Set out each line of the material below as a numbered list, skipping blank lines. Leave the pictures out of your answer.
## Begin DATA TO PROCESS
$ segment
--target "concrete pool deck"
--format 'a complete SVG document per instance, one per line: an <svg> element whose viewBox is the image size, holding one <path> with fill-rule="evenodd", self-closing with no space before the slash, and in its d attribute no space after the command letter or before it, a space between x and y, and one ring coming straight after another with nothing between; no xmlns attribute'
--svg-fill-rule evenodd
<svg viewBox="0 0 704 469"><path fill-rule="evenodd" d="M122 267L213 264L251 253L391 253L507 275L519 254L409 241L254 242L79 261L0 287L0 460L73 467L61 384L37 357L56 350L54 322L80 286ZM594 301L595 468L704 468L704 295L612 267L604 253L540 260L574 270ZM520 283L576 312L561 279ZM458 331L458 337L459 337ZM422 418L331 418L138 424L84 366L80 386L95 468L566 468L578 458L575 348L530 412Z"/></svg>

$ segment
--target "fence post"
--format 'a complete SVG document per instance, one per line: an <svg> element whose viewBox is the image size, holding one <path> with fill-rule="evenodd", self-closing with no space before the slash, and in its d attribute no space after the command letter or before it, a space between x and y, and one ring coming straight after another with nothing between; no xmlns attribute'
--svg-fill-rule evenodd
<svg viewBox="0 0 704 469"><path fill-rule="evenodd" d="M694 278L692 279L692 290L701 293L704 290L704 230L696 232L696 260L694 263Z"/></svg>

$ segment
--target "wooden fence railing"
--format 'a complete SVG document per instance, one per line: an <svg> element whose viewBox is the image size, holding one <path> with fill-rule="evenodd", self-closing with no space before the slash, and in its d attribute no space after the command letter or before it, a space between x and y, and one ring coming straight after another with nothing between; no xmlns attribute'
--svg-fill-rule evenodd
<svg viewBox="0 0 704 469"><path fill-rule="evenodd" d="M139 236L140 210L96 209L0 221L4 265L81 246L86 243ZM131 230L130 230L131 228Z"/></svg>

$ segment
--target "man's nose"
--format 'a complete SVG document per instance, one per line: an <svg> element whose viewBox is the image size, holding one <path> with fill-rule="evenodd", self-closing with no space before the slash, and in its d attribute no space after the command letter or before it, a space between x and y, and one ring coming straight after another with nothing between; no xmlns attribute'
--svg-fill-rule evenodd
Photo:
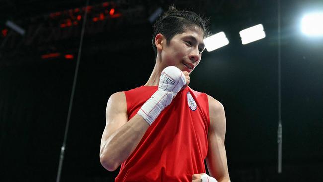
## End DATA TO PROCESS
WRITTEN SOLUTION:
1. $ segment
2. --target "concrete pool deck"
3. --format 'a complete SVG document per instance, one per line: an <svg> element whose viewBox is the image size, holding one <path> with fill-rule="evenodd", self-closing with no space before the slash, and in its d attribute no space after the command letter or before it, a space between x and y, and one ring coming straight after another with nothing between; no xmlns attribute'
4. --svg-fill-rule evenodd
5. <svg viewBox="0 0 704 469"><path fill-rule="evenodd" d="M122 267L213 264L251 253L391 253L507 275L519 254L409 241L254 242L79 261L0 287L0 460L73 467L61 384L37 357L56 350L54 322L80 286ZM594 301L595 468L704 468L704 295L612 267L604 253L540 260L574 270ZM520 283L576 312L561 279ZM458 331L458 337L459 337ZM422 418L331 418L138 424L84 366L80 386L95 468L566 468L578 458L575 348L530 412Z"/></svg>
6. $ segment
7. --target "fence post"
8. --format 'a complete SVG document per instance, one per line: an <svg> element whose viewBox is the image size, holding one <path> with fill-rule="evenodd", self-closing with no space before the slash, and in its d attribute no space after the command letter or before it, a space between x and y, and one ring coming straight after another with nothing between; no xmlns attribute'
9. --svg-fill-rule evenodd
10. <svg viewBox="0 0 704 469"><path fill-rule="evenodd" d="M694 278L692 279L692 290L701 293L704 290L704 230L696 232L696 260L694 263Z"/></svg>
11. $ segment
12. --target "wooden fence railing"
13. --format 'a complete SVG document per instance, one per line: an <svg> element whose viewBox is the image size, holding one <path> with fill-rule="evenodd", self-closing with no space before the slash, and in its d attribute no space after the command letter or before it, a space between x and y, and one ring coming straight after another with nothing between; no xmlns attribute'
14. --svg-fill-rule evenodd
15. <svg viewBox="0 0 704 469"><path fill-rule="evenodd" d="M139 236L140 210L96 209L0 221L4 265L81 246L86 243ZM131 230L130 230L131 228Z"/></svg>
16. $ segment
17. --target "man's nose"
18. --format 'a complete SVG document per instance, one per line: an <svg> element whose viewBox is the image size, holding one <path> with fill-rule="evenodd", self-closing with no space before the slash, and in its d attribute no space after the command letter or before it, a space between x and y, and one ring coming straight after another with nothing between; no xmlns attribute'
19. --svg-fill-rule evenodd
20. Photo:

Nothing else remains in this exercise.